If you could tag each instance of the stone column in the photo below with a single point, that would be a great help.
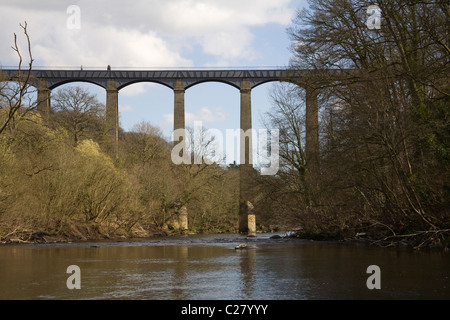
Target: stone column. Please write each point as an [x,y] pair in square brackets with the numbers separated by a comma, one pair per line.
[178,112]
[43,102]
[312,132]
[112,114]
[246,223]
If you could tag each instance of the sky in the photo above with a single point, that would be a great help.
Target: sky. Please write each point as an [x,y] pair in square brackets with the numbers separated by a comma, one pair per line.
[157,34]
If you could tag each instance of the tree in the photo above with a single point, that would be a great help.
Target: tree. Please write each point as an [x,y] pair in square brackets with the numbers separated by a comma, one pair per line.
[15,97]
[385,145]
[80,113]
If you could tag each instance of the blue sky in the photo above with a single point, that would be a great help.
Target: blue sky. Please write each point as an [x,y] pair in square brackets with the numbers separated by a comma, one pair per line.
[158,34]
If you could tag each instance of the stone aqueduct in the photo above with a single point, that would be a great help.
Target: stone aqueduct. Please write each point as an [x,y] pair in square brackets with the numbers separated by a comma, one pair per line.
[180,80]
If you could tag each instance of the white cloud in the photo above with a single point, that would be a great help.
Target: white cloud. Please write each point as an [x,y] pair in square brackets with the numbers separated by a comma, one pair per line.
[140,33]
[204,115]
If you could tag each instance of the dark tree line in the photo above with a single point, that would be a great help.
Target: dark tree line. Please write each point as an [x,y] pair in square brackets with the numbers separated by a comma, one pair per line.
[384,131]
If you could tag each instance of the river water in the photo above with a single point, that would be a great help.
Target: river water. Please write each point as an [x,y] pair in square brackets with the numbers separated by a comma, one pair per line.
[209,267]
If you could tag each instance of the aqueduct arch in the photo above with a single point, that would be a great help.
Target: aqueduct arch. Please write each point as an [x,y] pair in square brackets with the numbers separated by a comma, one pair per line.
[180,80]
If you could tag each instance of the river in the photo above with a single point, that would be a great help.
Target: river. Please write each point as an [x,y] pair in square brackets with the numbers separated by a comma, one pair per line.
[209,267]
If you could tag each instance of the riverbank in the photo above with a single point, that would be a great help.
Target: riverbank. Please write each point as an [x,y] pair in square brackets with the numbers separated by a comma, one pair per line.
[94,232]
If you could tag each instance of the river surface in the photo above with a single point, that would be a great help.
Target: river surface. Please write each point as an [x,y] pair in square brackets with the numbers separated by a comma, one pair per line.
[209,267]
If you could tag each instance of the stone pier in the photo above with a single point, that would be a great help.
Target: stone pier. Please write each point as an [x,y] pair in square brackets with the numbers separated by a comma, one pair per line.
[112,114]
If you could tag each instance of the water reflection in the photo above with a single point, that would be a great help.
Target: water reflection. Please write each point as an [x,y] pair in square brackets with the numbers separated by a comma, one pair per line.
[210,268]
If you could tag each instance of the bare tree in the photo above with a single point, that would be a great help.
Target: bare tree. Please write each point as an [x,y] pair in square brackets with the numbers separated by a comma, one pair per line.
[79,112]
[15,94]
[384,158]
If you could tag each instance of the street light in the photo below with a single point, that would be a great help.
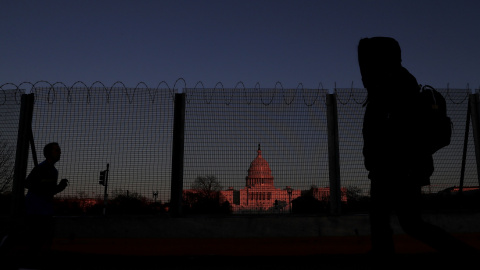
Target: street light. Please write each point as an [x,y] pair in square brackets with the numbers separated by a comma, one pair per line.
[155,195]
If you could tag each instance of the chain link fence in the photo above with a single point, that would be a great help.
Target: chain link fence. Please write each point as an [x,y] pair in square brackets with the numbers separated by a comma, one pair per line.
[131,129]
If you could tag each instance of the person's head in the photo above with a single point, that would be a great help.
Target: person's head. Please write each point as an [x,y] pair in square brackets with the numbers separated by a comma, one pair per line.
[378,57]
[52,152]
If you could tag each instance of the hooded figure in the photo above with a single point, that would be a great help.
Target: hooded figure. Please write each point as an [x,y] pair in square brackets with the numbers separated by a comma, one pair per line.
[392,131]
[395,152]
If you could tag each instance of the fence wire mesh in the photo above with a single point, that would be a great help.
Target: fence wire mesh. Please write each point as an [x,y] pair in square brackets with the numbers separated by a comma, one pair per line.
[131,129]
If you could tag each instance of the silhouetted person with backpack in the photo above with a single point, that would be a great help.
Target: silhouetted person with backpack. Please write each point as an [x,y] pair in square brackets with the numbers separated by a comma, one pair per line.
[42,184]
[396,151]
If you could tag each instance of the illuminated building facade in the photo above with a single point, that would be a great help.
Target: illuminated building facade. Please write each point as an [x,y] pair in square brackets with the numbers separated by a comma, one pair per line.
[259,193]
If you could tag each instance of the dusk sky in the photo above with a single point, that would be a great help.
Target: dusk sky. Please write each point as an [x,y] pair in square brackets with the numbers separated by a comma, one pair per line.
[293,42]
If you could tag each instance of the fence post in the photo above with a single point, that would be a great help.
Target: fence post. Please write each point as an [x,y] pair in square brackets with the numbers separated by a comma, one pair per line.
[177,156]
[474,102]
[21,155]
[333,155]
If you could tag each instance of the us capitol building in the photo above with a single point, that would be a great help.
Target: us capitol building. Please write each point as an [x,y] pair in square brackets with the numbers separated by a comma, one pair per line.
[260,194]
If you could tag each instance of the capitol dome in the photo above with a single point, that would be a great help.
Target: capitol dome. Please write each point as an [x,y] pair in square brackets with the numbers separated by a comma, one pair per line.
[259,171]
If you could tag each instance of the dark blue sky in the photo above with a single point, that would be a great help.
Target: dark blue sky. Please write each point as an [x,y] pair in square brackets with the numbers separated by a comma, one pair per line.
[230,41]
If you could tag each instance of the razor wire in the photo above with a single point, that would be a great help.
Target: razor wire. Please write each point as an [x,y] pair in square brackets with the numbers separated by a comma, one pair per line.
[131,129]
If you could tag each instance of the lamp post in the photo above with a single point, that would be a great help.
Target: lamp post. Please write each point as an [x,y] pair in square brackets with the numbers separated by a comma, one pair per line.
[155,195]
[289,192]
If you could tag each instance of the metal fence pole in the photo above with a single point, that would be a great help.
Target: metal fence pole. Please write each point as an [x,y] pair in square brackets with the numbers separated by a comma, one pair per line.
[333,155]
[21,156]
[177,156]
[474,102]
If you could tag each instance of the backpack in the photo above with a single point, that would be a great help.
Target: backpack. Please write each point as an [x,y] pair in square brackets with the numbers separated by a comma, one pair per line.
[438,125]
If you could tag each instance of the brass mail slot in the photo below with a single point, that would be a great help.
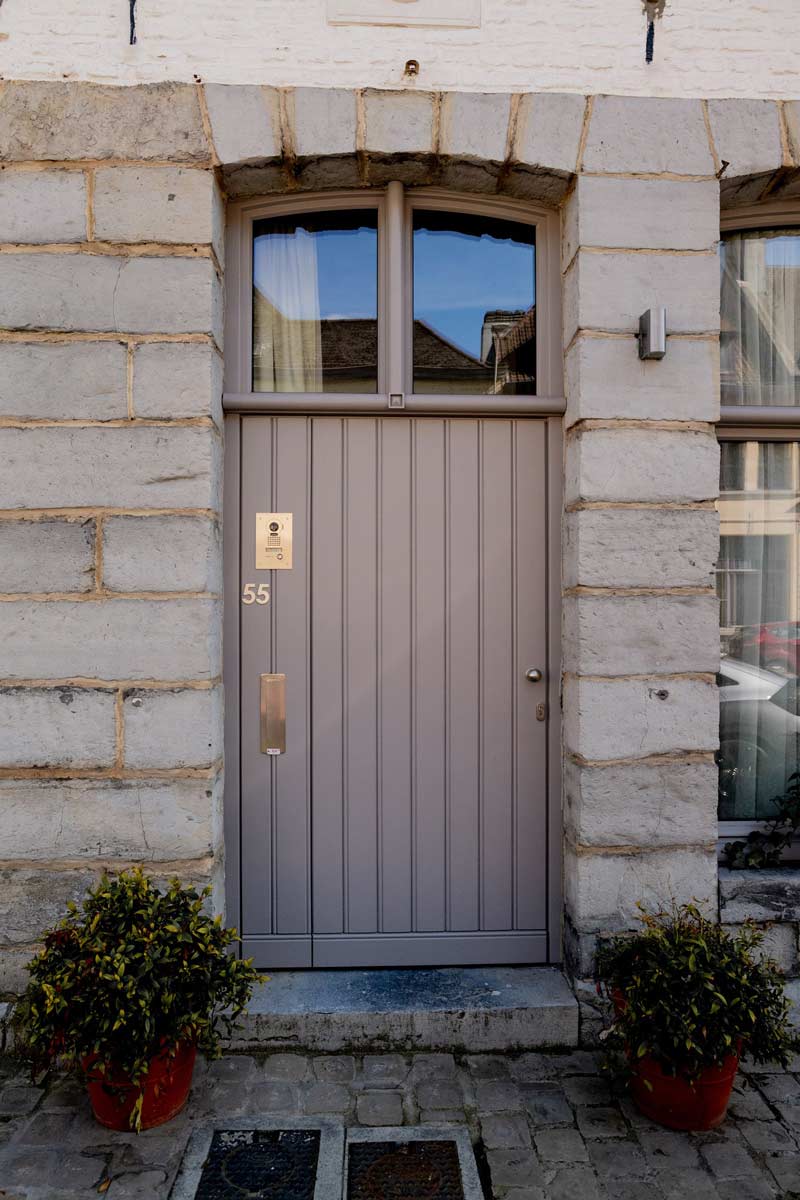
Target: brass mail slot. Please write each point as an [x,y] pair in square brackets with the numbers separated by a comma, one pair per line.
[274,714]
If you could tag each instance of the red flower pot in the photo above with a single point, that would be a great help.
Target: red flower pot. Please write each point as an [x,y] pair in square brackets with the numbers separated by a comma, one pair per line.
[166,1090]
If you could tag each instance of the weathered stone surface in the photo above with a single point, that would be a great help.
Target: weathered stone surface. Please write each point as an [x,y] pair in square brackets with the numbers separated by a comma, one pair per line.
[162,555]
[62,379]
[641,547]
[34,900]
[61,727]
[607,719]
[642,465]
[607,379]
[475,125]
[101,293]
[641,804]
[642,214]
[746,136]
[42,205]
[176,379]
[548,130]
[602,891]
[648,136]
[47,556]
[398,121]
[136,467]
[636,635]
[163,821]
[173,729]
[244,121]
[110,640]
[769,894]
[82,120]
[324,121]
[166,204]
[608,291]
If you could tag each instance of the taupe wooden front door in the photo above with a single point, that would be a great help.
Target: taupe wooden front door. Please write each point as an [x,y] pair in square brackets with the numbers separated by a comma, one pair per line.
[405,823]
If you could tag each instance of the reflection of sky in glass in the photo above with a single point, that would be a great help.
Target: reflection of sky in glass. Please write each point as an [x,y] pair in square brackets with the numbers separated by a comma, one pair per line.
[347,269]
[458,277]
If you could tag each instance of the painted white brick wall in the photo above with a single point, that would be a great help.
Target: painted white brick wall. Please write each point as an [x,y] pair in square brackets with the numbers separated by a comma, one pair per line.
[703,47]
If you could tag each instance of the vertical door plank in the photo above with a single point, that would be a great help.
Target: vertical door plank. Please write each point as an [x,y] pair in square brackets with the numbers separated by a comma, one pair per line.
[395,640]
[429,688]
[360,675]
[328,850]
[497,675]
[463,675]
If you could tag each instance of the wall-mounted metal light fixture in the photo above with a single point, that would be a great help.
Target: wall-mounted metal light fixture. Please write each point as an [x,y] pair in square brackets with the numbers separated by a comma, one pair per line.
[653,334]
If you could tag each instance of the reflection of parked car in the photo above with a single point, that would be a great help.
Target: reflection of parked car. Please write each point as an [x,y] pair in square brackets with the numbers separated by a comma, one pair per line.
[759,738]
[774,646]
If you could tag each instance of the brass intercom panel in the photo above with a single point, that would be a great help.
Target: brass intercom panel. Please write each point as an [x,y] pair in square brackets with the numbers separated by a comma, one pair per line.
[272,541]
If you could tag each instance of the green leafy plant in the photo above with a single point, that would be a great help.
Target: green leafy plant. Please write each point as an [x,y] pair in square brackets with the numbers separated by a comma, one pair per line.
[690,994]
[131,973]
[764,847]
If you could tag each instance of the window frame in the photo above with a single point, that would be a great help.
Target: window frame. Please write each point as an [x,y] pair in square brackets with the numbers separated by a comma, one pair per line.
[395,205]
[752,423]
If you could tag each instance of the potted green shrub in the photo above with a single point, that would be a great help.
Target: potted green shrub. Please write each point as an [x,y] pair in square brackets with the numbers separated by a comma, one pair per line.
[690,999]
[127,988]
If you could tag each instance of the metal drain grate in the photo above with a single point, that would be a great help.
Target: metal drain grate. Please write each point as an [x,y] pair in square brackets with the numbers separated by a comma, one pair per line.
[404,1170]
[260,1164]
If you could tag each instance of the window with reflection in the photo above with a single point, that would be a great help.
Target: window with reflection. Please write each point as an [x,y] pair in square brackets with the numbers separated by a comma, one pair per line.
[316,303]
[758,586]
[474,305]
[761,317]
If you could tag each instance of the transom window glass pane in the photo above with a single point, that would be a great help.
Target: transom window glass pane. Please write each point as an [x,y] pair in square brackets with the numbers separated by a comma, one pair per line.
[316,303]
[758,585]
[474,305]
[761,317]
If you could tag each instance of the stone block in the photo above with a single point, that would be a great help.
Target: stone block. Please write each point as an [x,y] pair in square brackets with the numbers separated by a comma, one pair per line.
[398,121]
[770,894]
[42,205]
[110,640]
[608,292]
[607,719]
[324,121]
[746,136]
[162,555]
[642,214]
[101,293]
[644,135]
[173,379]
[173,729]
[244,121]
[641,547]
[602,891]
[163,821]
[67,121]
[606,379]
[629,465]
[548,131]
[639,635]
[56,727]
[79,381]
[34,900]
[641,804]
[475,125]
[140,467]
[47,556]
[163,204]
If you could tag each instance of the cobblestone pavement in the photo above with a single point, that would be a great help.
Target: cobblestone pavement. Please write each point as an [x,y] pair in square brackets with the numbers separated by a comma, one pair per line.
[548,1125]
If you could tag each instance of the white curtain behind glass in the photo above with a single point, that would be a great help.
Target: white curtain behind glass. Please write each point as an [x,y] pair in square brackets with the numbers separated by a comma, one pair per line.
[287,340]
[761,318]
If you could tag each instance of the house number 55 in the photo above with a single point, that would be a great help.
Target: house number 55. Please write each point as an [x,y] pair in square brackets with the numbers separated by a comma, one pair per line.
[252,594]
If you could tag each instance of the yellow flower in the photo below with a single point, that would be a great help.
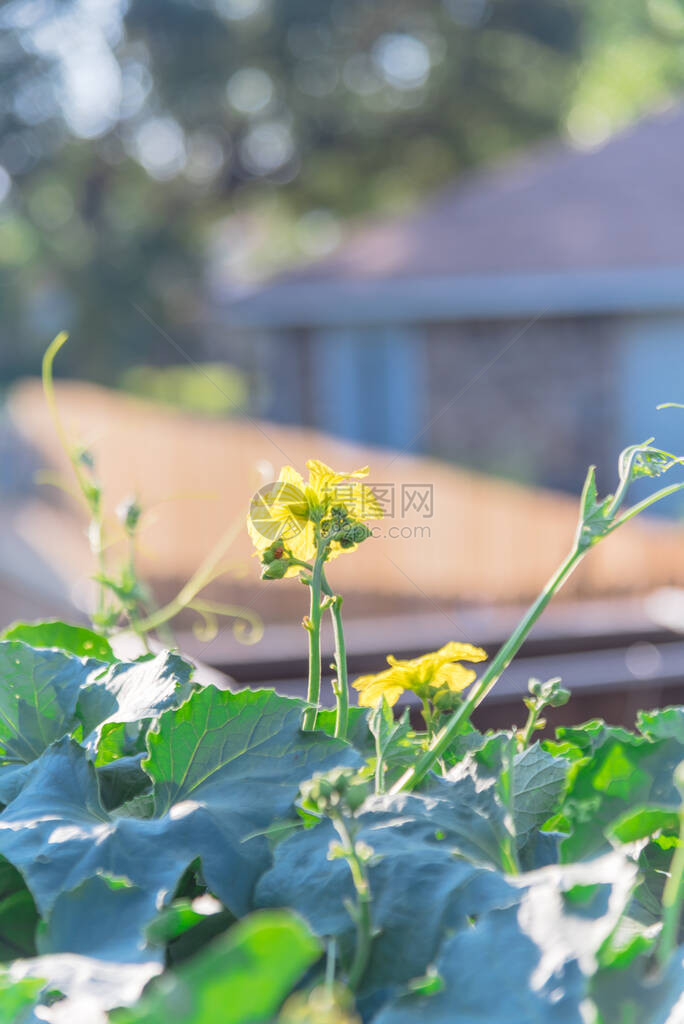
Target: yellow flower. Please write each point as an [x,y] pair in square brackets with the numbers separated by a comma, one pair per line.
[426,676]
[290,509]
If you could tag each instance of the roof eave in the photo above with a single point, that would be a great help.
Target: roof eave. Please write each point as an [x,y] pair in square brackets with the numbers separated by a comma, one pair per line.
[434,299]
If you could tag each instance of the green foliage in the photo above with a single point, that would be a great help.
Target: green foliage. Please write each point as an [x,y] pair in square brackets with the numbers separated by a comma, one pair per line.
.....
**The problem:** Look above for lines with the word "below" and copy them all.

**Result:**
If you could tag each instance of the stone column in the photo below with a single point, that would be a great help.
If you could tag each instance of the street light in the photo below with a single point, that would be a great help.
If you could tag each instance of the brass mail slot in the photo below with a single point, that would be a great help.
If you could tag each instance of the yellow flower in the photo below with a single point, that would be a great help.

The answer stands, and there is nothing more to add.